◆ **The records**:

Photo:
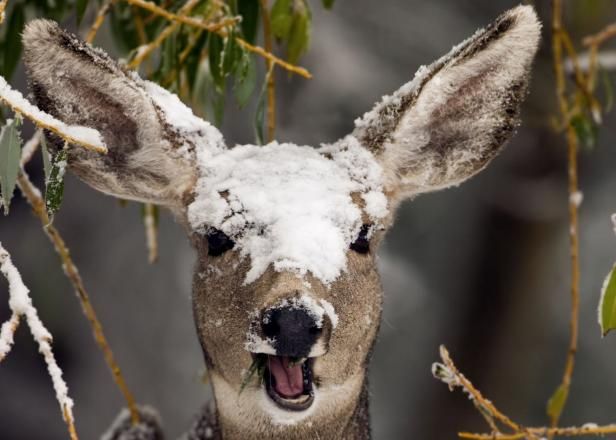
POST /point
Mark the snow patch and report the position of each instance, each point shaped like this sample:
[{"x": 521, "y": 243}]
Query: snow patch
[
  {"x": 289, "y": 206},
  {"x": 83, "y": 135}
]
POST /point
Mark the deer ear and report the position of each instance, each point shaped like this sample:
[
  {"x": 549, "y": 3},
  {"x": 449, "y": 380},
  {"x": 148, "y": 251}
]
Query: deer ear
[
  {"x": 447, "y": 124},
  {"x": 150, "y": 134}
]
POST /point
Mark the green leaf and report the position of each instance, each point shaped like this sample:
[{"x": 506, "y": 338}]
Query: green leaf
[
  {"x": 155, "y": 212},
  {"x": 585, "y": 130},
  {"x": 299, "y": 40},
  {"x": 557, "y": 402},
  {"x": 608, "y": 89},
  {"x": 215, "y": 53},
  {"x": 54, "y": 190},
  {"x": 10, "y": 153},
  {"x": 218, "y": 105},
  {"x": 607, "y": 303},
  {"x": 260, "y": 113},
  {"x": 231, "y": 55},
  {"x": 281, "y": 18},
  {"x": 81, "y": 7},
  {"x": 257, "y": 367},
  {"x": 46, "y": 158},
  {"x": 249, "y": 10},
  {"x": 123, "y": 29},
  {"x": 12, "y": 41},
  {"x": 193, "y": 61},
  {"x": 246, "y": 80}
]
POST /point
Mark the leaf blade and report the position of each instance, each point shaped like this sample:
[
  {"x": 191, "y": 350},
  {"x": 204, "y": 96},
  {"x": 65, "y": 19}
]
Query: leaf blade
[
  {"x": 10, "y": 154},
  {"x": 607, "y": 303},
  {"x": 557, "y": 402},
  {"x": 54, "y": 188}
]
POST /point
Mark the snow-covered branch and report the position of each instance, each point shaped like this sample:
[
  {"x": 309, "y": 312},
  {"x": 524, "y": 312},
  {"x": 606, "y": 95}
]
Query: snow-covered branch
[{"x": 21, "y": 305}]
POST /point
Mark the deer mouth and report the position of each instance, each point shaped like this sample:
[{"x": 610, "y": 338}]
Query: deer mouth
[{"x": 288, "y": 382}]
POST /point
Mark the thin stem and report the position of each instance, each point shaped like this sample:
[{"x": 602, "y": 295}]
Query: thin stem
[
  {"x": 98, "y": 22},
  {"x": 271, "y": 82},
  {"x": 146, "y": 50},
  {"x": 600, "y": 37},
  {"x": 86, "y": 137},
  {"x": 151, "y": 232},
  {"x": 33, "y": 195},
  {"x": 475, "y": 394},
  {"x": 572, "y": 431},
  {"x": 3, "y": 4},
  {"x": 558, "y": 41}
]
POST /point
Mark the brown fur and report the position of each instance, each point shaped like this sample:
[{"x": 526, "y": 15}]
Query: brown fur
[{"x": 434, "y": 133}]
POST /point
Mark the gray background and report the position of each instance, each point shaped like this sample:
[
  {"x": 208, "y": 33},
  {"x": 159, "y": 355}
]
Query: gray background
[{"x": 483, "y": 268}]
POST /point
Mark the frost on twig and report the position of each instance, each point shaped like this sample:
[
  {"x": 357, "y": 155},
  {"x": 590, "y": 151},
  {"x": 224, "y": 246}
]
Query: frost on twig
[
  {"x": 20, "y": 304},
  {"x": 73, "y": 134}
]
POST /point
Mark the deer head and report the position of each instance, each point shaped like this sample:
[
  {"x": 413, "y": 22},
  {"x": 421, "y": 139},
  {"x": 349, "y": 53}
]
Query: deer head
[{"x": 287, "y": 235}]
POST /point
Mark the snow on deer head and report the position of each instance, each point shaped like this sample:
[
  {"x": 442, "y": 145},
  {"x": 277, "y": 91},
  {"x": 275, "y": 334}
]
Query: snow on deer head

◆ **Your objective**:
Return every line of the items above that contains the word "patch", copying each line in full. Case counts.

◆ **Task response**:
Mark the snow patch and report the position of each instance, each point shaped like this sample:
Query: snow patch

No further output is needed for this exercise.